TEXT SECTION:

# # #

The Roman Republic was wealthy, powerful and stable before it became an empire. According to tradition, Rome became a republic in 509 BC. However, it took a few centuries for Rome to become the great city of popular imagination, and it only became a great empire after the rule of Augustus (Octavian). By the 3rd century BC, Rome had become the pre-eminent city of the Italian peninsula, having conquered and defeated the Sabines, the Etruscans, the Samnites and most of the Greek colonies in Sicily, Campania and Southern Italy in general. During the Punic Wars between Rome and the great Mediterranean empire of Carthage, Rome's stature increased further as it became the capital of an overseas empire for the first time. Beginning in the 2nd century BC, Rome went through a significant population expansion as Italian farmers, driven from their ancestral farmlands by the advent of massive, slave-operated farms called latifundia, flocked to the city in great numbers. The victory over Carthage in the First Punic War brought the first two provinces outside the Italian peninsula, Sicily and Sardinia. Parts of Spain (Hispania) followed, and in the beginning of the 2nd century the Romans got involved in the affairs of the Greek world. By then all Hellenistic kingdoms and the Greek city-states were in decline, exhausted from endless civil wars and relying on mercenary troops. This saw the fall of Greece after the Battle of Corinth 146 BC and the establishment of Roman control over Greece.

# # #

SOURCE RECORDS:
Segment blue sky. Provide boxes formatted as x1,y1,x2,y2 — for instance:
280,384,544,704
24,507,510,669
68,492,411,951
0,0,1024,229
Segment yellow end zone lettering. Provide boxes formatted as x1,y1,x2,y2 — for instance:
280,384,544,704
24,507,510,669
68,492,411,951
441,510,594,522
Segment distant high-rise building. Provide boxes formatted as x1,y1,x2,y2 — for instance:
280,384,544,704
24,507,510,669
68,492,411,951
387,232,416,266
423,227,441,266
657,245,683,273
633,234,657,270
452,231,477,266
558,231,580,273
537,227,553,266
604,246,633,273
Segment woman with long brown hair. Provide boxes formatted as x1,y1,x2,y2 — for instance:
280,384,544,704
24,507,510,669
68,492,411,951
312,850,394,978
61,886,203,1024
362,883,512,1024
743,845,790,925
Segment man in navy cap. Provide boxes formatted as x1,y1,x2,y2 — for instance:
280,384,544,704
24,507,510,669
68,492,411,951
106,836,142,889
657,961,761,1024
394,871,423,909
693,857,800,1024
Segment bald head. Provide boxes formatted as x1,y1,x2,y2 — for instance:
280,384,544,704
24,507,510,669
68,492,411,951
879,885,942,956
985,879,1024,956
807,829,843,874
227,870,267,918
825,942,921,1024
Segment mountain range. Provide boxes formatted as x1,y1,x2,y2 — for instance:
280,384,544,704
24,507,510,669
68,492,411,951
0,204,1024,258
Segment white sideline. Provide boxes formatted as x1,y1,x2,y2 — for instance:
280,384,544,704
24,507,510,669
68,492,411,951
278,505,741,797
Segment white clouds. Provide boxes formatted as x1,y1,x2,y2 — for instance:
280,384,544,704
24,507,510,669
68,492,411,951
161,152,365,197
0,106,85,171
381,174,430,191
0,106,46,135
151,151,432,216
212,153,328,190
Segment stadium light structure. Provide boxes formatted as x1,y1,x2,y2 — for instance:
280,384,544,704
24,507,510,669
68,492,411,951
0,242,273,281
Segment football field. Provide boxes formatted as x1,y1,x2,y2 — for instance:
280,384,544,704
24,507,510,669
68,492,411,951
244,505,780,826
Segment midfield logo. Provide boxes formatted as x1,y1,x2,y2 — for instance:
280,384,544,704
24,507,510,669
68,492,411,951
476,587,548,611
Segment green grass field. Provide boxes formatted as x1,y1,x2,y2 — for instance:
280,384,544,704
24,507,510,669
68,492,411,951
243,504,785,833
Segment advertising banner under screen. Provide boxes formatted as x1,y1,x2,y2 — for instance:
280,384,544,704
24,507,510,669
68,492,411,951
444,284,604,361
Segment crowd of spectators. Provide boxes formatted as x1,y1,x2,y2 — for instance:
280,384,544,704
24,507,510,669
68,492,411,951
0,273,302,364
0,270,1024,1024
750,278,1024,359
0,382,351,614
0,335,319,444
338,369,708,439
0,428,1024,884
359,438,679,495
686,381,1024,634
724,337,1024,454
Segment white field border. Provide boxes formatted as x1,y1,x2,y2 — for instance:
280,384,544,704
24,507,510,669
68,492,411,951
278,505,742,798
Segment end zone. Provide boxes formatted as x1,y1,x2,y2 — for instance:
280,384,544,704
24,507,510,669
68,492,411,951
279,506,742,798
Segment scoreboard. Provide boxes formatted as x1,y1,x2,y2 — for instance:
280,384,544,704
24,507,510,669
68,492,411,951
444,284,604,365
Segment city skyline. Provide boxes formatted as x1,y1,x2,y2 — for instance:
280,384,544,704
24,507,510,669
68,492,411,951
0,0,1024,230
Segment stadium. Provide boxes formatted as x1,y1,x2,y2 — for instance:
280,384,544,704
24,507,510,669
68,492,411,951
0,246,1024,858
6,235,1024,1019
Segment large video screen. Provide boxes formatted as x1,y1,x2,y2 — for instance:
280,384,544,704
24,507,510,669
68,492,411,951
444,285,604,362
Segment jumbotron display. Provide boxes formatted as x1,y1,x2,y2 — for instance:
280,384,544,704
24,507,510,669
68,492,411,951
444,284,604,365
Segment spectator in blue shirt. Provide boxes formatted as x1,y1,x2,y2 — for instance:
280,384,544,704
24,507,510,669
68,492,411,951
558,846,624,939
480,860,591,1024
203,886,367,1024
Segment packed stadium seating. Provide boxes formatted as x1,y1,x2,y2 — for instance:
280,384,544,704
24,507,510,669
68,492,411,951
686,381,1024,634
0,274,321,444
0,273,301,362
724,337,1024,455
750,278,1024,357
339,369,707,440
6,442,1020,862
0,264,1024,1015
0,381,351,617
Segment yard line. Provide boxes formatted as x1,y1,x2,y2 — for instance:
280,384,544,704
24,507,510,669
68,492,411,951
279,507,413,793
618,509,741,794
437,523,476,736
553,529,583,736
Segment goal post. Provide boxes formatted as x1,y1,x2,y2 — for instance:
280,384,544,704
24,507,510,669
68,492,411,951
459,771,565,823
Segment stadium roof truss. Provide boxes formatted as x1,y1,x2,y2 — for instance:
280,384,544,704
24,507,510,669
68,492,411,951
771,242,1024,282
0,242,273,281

# # #

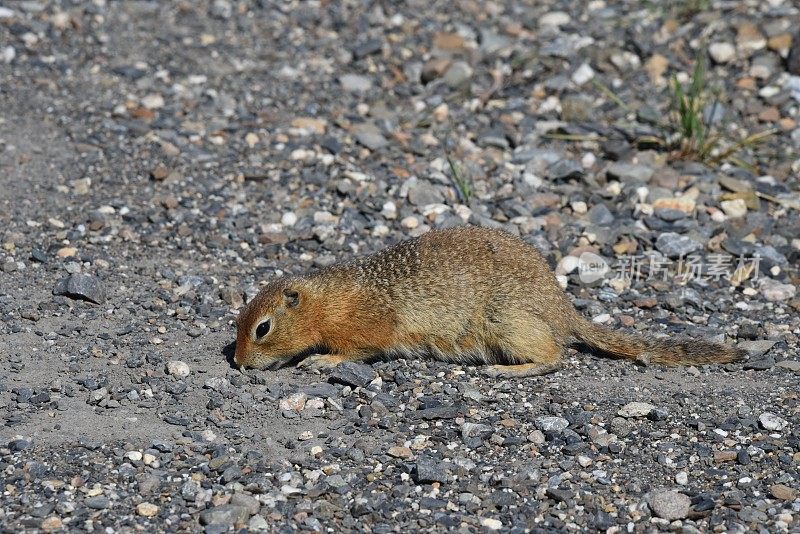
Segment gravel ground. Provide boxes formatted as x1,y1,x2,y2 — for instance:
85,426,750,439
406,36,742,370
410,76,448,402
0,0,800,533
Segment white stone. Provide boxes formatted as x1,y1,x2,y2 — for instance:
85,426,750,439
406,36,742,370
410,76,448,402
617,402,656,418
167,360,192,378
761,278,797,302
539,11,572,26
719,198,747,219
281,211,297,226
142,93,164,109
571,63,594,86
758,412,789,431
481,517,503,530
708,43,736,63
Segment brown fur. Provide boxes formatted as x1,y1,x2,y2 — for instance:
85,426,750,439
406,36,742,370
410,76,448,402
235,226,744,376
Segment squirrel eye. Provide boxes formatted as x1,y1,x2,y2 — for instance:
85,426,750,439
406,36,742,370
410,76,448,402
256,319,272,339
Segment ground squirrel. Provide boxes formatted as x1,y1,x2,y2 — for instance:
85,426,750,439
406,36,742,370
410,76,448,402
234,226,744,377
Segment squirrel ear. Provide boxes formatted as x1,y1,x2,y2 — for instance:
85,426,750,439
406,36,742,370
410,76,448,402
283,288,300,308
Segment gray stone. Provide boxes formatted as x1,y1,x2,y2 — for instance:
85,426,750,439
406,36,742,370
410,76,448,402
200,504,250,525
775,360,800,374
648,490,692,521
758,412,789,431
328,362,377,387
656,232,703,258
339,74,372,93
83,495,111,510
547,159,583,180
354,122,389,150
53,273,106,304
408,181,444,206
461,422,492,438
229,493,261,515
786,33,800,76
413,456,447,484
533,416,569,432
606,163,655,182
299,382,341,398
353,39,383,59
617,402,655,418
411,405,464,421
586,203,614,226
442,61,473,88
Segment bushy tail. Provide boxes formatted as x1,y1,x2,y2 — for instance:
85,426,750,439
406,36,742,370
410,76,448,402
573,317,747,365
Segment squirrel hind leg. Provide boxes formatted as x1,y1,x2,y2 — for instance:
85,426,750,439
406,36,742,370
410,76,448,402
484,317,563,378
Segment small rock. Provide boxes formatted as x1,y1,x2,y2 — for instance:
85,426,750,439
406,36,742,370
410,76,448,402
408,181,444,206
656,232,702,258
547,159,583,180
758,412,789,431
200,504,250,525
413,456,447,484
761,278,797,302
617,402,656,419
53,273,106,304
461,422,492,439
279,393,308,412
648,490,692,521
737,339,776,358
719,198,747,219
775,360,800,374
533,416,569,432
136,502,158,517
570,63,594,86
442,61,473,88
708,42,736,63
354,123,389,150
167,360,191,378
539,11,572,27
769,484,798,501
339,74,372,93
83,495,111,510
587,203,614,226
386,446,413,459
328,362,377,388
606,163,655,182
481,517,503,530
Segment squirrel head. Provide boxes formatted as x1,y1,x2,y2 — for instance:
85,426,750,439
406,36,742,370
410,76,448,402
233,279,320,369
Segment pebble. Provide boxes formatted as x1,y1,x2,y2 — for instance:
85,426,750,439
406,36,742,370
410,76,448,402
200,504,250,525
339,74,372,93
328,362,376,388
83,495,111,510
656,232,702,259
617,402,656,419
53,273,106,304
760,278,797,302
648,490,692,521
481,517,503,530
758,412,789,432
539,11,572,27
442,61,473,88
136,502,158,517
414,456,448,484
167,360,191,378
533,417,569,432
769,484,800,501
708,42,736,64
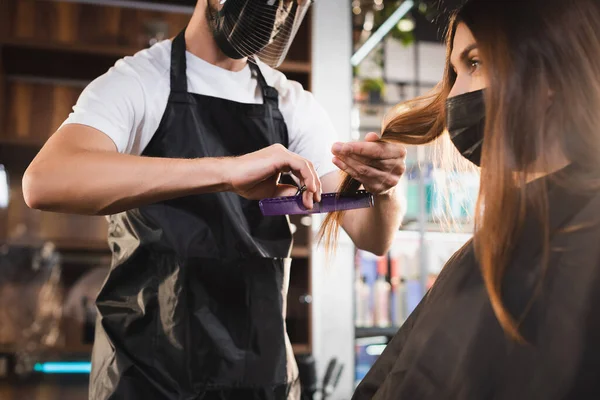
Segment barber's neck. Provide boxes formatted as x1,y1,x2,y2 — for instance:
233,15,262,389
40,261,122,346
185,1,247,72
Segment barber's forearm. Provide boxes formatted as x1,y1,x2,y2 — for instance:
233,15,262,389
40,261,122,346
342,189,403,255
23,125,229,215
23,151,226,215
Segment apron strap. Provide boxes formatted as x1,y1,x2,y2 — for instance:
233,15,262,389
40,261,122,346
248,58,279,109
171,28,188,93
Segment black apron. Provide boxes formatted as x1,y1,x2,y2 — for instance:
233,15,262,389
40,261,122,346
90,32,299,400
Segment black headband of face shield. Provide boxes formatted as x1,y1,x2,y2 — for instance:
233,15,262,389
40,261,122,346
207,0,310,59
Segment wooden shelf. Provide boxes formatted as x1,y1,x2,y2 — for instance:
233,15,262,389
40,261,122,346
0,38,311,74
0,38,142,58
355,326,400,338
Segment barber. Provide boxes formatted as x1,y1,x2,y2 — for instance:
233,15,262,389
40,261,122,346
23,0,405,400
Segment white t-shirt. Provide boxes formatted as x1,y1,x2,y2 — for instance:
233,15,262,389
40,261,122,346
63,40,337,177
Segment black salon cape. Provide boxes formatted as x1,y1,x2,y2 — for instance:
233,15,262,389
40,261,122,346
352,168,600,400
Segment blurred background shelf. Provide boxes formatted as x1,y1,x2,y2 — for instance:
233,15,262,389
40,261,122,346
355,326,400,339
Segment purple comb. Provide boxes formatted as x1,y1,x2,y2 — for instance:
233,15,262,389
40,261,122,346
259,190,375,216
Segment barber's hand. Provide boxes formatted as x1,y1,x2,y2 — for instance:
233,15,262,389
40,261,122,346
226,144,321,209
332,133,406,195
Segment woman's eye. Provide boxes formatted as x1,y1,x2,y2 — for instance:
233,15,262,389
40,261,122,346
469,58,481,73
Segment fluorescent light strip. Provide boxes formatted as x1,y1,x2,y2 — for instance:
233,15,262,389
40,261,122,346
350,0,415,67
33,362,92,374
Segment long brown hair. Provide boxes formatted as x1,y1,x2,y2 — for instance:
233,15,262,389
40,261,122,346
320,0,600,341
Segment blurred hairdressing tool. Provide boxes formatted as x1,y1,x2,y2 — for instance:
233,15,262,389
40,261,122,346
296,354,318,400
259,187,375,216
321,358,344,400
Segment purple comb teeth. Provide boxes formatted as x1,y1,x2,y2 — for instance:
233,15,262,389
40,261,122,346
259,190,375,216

# # #

WRITTEN PROBLEM 1:
Answer these questions about the passage on the Roman Republic:
(a) According to tradition, in what year did Rome become a republic?
(b) Which two provinces outside the Italian peninsula did the victory in the First Punic War bring?
(c) After which battle, and in what year, did Greece fall?
WRITTEN PROBLEM 2:
Please rename "for instance" to "for example" in the rows from the line with "Segment blue sky." to the line with "604,246,633,273", and give back only those lines, otherwise unchanged.

TASK SOLUTION 1:
(a) 509 BC
(b) Sicily and Sardinia
(c) The Battle of Corinth, 146 BC

TASK SOLUTION 2:
Segment blue sky. Provide boxes formatted as x1,y1,x2,y2 — for example:
280,384,544,704
24,507,510,669
68,492,411,951
0,0,1024,229
Segment yellow end zone lettering. Provide boxes formatted as x1,y1,x2,y2 — for example:
280,384,544,704
24,507,510,669
68,492,411,951
441,510,594,522
Segment distant high-rise building. Provide boxes formatted as x1,y1,x2,y2 — for example:
280,384,544,704
24,507,510,669
68,492,411,951
387,232,416,266
423,227,441,266
657,245,683,273
633,234,657,270
452,231,477,266
558,231,580,273
537,227,553,266
604,246,633,273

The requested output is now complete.